(Position identification records)
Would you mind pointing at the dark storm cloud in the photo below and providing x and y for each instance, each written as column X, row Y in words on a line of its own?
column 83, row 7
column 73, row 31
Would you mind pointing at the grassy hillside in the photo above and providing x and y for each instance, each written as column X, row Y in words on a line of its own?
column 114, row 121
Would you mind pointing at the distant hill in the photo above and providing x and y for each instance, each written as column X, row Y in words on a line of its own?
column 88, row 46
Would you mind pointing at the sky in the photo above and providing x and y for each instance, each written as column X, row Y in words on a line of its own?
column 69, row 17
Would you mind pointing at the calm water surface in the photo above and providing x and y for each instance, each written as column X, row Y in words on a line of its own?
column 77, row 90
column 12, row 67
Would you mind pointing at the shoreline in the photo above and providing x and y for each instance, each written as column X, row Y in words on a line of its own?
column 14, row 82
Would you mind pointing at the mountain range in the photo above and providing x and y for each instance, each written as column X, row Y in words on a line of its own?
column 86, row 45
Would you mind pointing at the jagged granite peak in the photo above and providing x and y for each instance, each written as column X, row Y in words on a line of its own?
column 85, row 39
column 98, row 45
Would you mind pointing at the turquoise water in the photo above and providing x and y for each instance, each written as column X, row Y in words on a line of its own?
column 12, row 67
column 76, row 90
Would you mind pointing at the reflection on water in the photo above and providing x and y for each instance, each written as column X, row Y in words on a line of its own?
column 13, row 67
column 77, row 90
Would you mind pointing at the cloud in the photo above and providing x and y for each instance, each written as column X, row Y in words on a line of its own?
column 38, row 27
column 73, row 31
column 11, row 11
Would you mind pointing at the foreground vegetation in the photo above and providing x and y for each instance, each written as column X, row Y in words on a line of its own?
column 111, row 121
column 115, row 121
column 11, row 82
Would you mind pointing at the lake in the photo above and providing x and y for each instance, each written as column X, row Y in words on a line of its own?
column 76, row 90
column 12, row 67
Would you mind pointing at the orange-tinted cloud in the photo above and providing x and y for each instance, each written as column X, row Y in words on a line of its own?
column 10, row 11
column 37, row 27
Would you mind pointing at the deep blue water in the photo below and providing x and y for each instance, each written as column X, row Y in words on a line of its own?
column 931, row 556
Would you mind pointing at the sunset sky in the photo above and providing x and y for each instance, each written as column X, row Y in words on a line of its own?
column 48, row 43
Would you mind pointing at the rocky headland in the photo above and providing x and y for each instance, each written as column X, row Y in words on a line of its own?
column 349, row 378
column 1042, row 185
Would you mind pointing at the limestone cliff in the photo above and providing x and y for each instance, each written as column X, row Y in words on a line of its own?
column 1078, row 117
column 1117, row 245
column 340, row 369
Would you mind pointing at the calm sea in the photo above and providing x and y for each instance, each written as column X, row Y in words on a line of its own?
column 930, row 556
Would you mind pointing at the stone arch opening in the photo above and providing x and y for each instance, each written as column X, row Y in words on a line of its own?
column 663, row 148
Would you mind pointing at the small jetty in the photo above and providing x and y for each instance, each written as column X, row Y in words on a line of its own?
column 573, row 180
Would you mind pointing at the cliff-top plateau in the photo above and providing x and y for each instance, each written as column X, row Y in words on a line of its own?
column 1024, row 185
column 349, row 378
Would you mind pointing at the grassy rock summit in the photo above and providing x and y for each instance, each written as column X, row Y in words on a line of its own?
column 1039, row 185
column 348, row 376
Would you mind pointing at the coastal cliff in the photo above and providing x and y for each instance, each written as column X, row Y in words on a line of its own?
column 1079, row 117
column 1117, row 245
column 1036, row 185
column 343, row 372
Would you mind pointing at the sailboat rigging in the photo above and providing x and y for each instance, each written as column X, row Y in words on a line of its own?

→ **Given instruction**: Rewrite the records from the start through the line containing "column 69, row 17" as a numbered list, and leave out any blank lines.

→ **Reply to the task**:
1. Would you mind pointing at the dark storm cloud in the photo below and providing x and y for each instance, each written as column X, row Y in words on a line of its own?
2. column 83, row 7
3. column 73, row 31
4. Would you mind pointing at the grassy hillside in the photo above and providing x and y for each instance, each written as column X, row Y in words on a line of its own?
5. column 114, row 121
6. Would you mind pointing at the distant hill in the photo above and providing x and y for each instance, each written as column X, row Y in words on a line of its own?
7. column 88, row 46
8. Would you mind pointing at the sky in the photo above and providing x and y for each instance, each written as column X, row Y in words on a line of its own?
9. column 69, row 17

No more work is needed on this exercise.